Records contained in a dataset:
------------------------------------------------------------------------
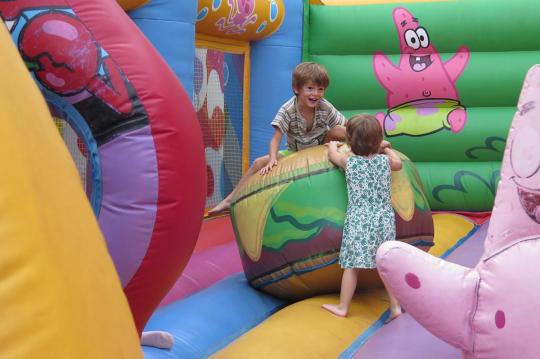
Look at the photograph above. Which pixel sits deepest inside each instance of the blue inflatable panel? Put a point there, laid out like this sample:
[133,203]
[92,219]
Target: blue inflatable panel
[209,320]
[170,27]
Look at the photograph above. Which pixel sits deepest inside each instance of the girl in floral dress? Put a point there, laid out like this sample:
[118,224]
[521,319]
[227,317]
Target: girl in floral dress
[369,220]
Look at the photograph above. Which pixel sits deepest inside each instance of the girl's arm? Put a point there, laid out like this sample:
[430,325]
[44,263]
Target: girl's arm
[395,161]
[339,159]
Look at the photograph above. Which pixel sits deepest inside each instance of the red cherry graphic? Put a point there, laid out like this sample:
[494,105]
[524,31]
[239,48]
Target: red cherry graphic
[64,49]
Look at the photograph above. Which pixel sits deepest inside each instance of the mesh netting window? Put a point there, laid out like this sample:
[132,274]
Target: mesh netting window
[218,99]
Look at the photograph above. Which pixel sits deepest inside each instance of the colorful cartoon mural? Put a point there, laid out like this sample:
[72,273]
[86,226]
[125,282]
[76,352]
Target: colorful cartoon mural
[421,94]
[67,60]
[490,309]
[94,72]
[239,19]
[218,101]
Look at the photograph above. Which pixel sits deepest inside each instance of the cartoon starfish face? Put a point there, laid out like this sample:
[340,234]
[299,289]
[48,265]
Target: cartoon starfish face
[421,93]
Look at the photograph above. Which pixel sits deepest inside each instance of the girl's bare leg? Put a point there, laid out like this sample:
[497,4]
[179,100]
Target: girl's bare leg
[395,307]
[348,287]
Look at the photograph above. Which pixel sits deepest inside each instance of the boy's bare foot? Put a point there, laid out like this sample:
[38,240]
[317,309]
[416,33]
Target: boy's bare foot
[157,339]
[394,313]
[221,207]
[335,309]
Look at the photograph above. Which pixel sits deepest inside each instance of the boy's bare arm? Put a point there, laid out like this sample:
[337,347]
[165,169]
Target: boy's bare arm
[337,158]
[273,152]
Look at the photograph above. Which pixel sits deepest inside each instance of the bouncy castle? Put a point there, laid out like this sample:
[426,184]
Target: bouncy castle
[123,121]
------------------------------------------------------------------------
What to produce
Find every line in the records that contains the word "instance"; copy those lines.

Exercise solution
Look at the photograph above. Which pixel sits deepest inside each instance of the blue inflatable panel? Put a point there, laid out like this sample:
Look at the photograph above. Which pixel sits deepest inside each instance of the girl in floral dress? Put a point there, laid out like this sample:
Look at the photograph above. Which pixel sits deepest inside each instance of the girl's arm? Put a point there, laid out like this sample:
Look at the photograph above. Which pixel sits deepest inside each instance of the red cherry graphic? Put a point there, laid out like this sample:
Look at the photograph above. Which pixel sits deepest inside each instance of the mesh netting window? Put a point there, laid out like this sample:
Look at the photograph above. Which pixel sits deepest inside each instance of the colorful cartoon mural? Put a point there, laid out like this sample:
Look at the photograph above. Which pixel sits deepest inside each instance of the cartoon starfish face? Put a point there, laid out like this sample:
Look at the photograph above. Which pixel sits deepest inside each instance of the girl's bare leg? Put a point there, laid out like this sample:
Look at the photograph above. Which pixel sits deepest inside each instance of the boy's bare foot? Put a point there, laid out like this sample:
Look at the photograph above. Which pixel sits deepest inside each instance of the boy's bare arm? Put a point there, laid out like this sample:
Look at the photograph above. Which pixel sits deepest inside each instance of the bouncy castle? Put a point there, laid out like this sample:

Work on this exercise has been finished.